### [SUPPLIED TEXT]

[Begin]

Residential real estate has already shown us how, when mortgage brokers and lenders and borrowers conduct transactions on a single, integrated platform, they can shave weeks off the process of securing loans. That’s real time — and money — for everyone involved. But CRE is being left behind.
For example, a typical CRE loan costs several thousands of dollars in labor to originate and takes an average of 90 to 120 days to close. Why? Because half of that time is wasted on manually sifting through and gathering documents, and then conducting negotiations and client interactions over phone and email. But if you simply put everyone on a single platform where they can share, research, track and interact, you’ve taken the friction off the interaction and shaved literal weeks from the process. I know because we do it, and we aren’t the only ones.
That’s all on the transactional side of things. But there’s the data side, as well. Today’s loan originators are hamstrung by the amount of time it takes to get quality historical data from Excel spreadsheets, no matter how organized they are. But it is data — a critical step in ensuring the right terms for the loan. Most companies today look to data as a source of market intelligence to help their clients make more informed decisions. Why not commercial real estate, too? And that’s the beauty of storing data in the cloud — with the right algorithms and the right platform, you can do precisely that.

[End]

### [LIST OF TASKS]
a) Choose every line in the records that contains the string "sign" and copy those lines out.
b) Pick up the commercial real estate lending passage after its final sentence and keep writing it.
The commercial real estate lending passage and the records are unrelated material.

### [MATERIAL PROVIDED]

[Begin]

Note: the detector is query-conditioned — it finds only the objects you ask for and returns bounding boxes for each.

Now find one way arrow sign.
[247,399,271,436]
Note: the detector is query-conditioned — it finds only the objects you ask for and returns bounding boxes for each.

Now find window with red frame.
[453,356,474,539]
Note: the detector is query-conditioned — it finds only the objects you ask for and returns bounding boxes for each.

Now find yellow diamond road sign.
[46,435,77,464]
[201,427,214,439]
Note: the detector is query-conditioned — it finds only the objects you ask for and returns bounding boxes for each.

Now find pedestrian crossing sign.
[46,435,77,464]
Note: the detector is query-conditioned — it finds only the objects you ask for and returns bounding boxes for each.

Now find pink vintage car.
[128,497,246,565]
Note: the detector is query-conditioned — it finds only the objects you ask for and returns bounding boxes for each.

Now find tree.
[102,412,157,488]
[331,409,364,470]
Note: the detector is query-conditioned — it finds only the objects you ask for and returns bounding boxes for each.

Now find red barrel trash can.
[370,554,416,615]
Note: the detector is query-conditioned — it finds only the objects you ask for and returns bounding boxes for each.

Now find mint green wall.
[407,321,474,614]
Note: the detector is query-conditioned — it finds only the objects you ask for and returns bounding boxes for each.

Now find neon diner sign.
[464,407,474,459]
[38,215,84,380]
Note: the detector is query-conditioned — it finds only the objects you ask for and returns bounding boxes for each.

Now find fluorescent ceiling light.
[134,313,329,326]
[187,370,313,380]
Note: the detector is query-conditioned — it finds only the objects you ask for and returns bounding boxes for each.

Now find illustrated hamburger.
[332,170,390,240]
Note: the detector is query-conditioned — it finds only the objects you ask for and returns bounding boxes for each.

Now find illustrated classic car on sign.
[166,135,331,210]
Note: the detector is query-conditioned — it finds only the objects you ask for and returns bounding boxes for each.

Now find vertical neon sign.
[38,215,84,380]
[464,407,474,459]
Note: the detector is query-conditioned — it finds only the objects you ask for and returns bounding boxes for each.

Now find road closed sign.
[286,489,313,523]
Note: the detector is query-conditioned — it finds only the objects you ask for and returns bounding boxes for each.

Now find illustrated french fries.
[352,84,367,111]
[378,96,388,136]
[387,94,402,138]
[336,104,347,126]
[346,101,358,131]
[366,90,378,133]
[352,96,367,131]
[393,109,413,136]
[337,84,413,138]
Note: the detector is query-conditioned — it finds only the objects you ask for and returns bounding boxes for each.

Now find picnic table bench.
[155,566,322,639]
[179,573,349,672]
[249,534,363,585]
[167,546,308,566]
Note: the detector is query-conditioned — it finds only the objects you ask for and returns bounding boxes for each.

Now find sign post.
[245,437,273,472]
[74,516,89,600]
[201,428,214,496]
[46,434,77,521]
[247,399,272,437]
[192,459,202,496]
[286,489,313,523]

[End]

### [EXERCISE RESULTS]
a)
Now find one way arrow sign.
Now find yellow diamond road sign.
Now find pedestrian crossing sign.
Now find neon diner sign.
Now find illustrated classic car on sign.
Now find vertical neon sign.
Now find road closed sign.
Now find sign post.

b)
By integrating disparate technologies and automating tedious manual process into cloud-based tech, as we and others are doing, commercial real estate lending can finally catch up to its residential cousin. The early adopters — lenders and mortgage brokers savvy enough to recognize the opportunity and insight that tech is bringing to CRE — will win big. They’ll get more business, close more deals, build more relationships, and save more time.
The rest? They’ll be forced to adopt new tech when it isn’t new anymore — when their clients demand it of them. And by then, it might just be too late.